Thursday, February 10, 2011

What Economics Doesn't Have to do with Libertarianism

Do economists really believe that they have anything to learn or say about philosophical libertarianism? I mean, free markets make sense, but "taxation as theft" type talk?

By "philosophical libertarianism," I refer to the deontological belief in the value of liberty and property--that violating liberty and property is wrong in and of itself. Major thinkers along those lines include Locke, Nozick (circa the mid-70s), and Rothbard. I recall Mankiw discussing Nozick as the counterpoint to Rawls in his intro textbook chapter on redistribution, as if Nozick presents a point in Anarchy, State, and Utopia that should inform economic discussions. And Bryan Caplan likes to remind us occasionally that reasonable people sometimes think that taxation is theft.

• **WRITTEN TASKS**:
**1.** Condense the paragraph of the post on economics and libertarianism that begins "By "philosophical libertarianism,"" into a short bulleted list that keeps its main facts.
**2.** Reproduce the post on economics and libertarianism word for word, everything from "Do economists really" down to "taxation is theft.".
None of the attached data is needed for this work.

• **DATASET ENTRIES**:
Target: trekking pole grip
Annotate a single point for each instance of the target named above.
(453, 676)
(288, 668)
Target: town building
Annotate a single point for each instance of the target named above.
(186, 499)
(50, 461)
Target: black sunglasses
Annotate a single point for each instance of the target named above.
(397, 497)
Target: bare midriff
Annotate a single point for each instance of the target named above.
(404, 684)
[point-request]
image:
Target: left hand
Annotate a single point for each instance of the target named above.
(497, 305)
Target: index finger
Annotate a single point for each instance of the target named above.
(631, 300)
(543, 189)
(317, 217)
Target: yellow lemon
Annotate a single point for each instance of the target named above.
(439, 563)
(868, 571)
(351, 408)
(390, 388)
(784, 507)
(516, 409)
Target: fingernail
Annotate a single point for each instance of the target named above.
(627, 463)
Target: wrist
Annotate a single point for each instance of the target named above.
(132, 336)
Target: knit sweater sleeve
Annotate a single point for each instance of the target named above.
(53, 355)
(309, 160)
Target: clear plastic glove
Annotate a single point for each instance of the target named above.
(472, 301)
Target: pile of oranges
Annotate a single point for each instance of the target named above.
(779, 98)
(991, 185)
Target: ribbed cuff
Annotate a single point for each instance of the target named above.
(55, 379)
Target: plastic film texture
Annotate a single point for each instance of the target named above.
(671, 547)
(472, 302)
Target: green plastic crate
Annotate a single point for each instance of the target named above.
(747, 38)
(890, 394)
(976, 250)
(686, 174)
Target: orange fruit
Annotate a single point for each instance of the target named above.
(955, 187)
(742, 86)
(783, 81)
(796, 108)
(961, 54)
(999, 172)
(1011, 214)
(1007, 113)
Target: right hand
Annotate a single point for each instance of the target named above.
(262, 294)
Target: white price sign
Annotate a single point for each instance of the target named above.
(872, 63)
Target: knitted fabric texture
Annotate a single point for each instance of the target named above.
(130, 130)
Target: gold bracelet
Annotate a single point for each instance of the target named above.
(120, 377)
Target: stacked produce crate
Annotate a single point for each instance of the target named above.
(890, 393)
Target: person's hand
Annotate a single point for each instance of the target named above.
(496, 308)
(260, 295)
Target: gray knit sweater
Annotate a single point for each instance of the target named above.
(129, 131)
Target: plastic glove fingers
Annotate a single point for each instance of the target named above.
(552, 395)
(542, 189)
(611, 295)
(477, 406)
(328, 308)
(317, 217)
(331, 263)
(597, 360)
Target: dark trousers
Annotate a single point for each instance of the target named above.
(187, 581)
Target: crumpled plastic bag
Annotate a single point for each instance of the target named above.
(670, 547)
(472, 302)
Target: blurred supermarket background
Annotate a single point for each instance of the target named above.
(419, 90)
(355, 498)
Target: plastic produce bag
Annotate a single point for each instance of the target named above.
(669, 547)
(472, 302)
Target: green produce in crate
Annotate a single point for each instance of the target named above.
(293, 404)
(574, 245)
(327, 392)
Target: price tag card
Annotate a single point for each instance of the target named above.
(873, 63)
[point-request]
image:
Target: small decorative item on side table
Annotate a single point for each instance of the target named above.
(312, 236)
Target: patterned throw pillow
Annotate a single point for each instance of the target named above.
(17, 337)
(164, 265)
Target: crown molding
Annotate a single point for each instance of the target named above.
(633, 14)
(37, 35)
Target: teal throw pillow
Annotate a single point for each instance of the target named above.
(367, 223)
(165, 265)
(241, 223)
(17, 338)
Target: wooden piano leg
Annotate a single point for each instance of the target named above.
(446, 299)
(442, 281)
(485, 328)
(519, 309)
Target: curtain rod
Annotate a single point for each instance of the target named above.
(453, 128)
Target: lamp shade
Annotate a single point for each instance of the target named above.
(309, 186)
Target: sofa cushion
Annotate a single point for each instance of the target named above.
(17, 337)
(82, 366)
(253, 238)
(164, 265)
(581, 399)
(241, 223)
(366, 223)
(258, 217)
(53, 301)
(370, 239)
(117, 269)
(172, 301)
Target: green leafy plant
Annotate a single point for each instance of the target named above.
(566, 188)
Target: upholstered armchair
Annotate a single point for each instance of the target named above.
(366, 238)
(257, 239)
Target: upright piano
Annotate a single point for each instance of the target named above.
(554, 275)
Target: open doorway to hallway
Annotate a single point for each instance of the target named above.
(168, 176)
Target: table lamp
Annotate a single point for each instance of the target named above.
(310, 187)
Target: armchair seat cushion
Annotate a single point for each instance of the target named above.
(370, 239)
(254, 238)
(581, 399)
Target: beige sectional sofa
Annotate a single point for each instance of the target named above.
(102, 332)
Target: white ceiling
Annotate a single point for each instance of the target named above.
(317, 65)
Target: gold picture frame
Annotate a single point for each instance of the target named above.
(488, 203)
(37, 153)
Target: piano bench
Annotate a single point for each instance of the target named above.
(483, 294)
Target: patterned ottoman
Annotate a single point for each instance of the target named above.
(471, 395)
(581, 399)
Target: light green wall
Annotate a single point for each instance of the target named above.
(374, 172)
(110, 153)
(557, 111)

• **EXPECTED OUTPUTS**:
**1.**
- "Philosophical libertarianism" means the deontological belief that liberty and property have value and that violating them is wrong in itself.
- Major thinkers in this line include Locke, Nozick (circa the mid-70s), and Rothbard.
- Mankiw's intro textbook chapter on redistribution presents Nozick as the counterpoint to Rawls, as if the point in Anarchy, State, and Utopia should inform economic discussions.
- Bryan Caplan occasionally reminds readers that reasonable people sometimes think taxation is theft.

**2.**
Do economists really believe that they have anything to learn or say about philosophical libertarianism? I mean, free markets make sense, but "taxation as theft" type talk?

By "philosophical libertarianism," I refer to the deontological belief in the value of liberty and property--that violating liberty and property is wrong in and of itself. Major thinkers along those lines include Locke, Nozick (circa the mid-70s), and Rothbard. I recall Mankiw discussing Nozick as the counterpoint to Rawls in his intro textbook chapter on redistribution, as if Nozick presents a point in Anarchy, State, and Utopia that should inform economic discussions. And Bryan Caplan likes to remind us occasionally that reasonable people sometimes think that taxation is theft.